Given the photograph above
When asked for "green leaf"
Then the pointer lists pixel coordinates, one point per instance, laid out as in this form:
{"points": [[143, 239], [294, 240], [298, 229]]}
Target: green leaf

#### AIM OF THE TASK:
Copy out all the records again, switching "pointer" to "locator" wherever it appears and leaving every other word as it is.

#### CORRECT RESPONSE:
Given the photograph above
When asked for "green leaf"
Then the locator lists pixel coordinates, one point per instance, laid out as in this form:
{"points": [[143, 239], [294, 240], [298, 229]]}
Target: green leaf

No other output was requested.